Please repeat the abstract on prestack seismic inversion below word for word.

SELECTION:
+++++

### Abstract

Use of prestack data for quantitative analysis of hydrocarbon reservoirs has gained popularity over the past decades. Most of these quantitative studies rely on the seismic reflection amplitude variation with offset or AVO analysis. AVO makes a simple assumption that every reflection event on the prestack seismic data is a primary P-wave reflection, and there is no contamination of these amplitudes from other wave modes. Using synthetic data for a finely layered elastic model, it is demonstrated that such simple assumptions are incorrect, and there is a lot of interference of P-wave reflection amplitudes with other wave modes, especially at high offsets/angles. To properly model such interference, a full-waveform prestack inversion must be used. Such a prestack inversion has been successfully used in a continuous prestack inversion, in a hybrid inversion scheme, and in geo-hazard studies like pre-drill pore-pressure prediction and shallow water flow analysis.

+++++

PROVIDED INFORMATION:
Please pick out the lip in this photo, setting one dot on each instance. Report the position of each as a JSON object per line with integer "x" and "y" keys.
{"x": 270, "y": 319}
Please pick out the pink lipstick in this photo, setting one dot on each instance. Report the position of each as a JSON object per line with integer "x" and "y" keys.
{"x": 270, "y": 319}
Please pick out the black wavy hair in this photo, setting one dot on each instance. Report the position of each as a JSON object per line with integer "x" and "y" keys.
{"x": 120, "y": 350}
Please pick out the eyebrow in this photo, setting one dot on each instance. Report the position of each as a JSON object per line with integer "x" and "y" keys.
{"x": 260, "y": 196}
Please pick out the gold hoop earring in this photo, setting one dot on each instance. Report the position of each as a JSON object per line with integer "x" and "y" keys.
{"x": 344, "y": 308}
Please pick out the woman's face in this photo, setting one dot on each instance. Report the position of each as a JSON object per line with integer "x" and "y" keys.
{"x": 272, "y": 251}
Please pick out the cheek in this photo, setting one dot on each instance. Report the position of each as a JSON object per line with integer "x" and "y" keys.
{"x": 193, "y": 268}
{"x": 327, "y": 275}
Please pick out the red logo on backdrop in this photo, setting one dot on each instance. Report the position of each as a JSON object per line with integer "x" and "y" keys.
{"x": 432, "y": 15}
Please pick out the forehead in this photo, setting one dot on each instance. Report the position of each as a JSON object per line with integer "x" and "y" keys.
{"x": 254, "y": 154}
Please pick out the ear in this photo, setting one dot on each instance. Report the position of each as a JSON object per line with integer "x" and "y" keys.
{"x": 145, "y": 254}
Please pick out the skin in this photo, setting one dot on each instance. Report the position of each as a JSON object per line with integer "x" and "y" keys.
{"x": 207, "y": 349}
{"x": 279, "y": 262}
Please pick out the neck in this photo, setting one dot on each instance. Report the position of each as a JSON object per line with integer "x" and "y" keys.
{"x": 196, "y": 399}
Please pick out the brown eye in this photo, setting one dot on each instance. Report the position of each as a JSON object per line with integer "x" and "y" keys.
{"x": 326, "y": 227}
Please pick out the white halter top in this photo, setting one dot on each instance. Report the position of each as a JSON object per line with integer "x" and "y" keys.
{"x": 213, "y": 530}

+++++

WRITTEN SOLUTION:
### Abstract

Use of prestack data for quantitative analysis of hydrocarbon reservoirs has gained popularity over the past decades. Most of these quantitative studies rely on the seismic reflection amplitude variation with offset or AVO analysis. AVO makes a simple assumption that every reflection event on the prestack seismic data is a primary P-wave reflection, and there is no contamination of these amplitudes from other wave modes. Using synthetic data for a finely layered elastic model, it is demonstrated that such simple assumptions are incorrect, and there is a lot of interference of P-wave reflection amplitudes with other wave modes, especially at high offsets/angles. To properly model such interference, a full-waveform prestack inversion must be used. Such a prestack inversion has been successfully used in a continuous prestack inversion, in a hybrid inversion scheme, and in geo-hazard studies like pre-drill pore-pressure prediction and shallow water flow analysis.